Parts of the exercise>
1: Answer these from the SQL Monitoring excerpt, one line each:
(a) What range of integers does the code fill the table with?
(b) How many rows of the result set does SQL Developer return by default?
(c) What do the green arrows mean?
2: Print everything in the SQL Monitoring excerpt from "-- insert 1M" down to "are still active.", unchanged.
3: Using the SQL Monitoring excerpt, explain in one to three sentences what SQL Monitoring shows about the query's state once the first 50 rows come back.

Excerpt provided>
·····

Let's go through a simple example. The code below creates a table and populates it with integers from 1 - 1000000:

CREATE TABLE X_TBL (DUMMY_DATA INTEGER NOT NULL);

-- insert 1M rows
INSERT INTO X_TBL select level 
from dual connect by level <= 1000000; 

COMMIT;

In SQL Developer I run the following query. By default I get the first 50 rows of the result set:

select /*+ MONITOR */ * 
from X_TBL 
where DUMMY_DATA between 1 and 500000;

The first 50 rows come back very quickly. Using SQL Monitoring we can see that Oracle got the first 50 rows from the table and is waiting to return more rows. No memory was used. The green arrows means those operations are still active.

·····

Record extracts>
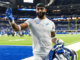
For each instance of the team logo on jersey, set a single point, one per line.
(47, 24)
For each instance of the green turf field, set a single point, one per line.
(26, 40)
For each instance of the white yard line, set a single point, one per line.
(75, 47)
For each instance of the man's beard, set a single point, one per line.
(41, 16)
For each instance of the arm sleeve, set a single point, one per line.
(53, 27)
(28, 22)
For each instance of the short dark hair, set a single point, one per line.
(40, 5)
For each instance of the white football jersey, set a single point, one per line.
(41, 34)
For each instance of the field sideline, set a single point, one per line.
(27, 41)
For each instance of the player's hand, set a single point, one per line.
(9, 14)
(58, 48)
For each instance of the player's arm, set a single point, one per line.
(19, 27)
(54, 39)
(12, 22)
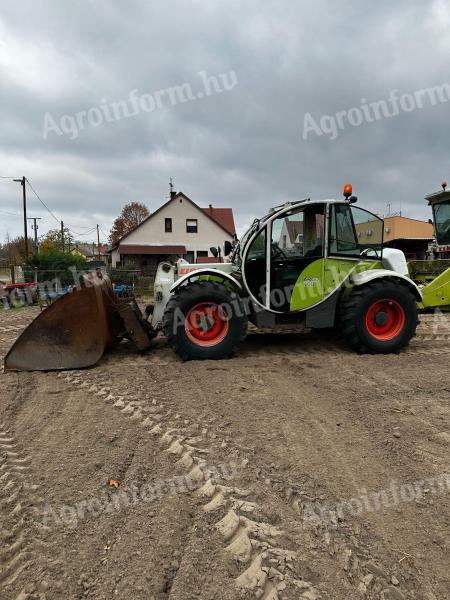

·····

Results in order>
1:
(a) 1 to 1000000
(b) The first 50 rows
(c) Those operations are still active.

2:
-- insert 1M rows
INSERT INTO X_TBL select level 
from dual connect by level <= 1000000; 

COMMIT;

In SQL Developer I run the following query. By default I get the first 50 rows of the result set:

select /*+ MONITOR */ * 
from X_TBL 
where DUMMY_DATA between 1 and 500000;

The first 50 rows come back very quickly. Using SQL Monitoring we can see that Oracle got the first 50 rows from the table and is waiting to return more rows. No memory was used. The green arrows means those operations are still active.

3: Oracle has fetched only the first 50 rows from the table and is waiting to return more rows, and no memory was used. The green arrows mark operations that are still active.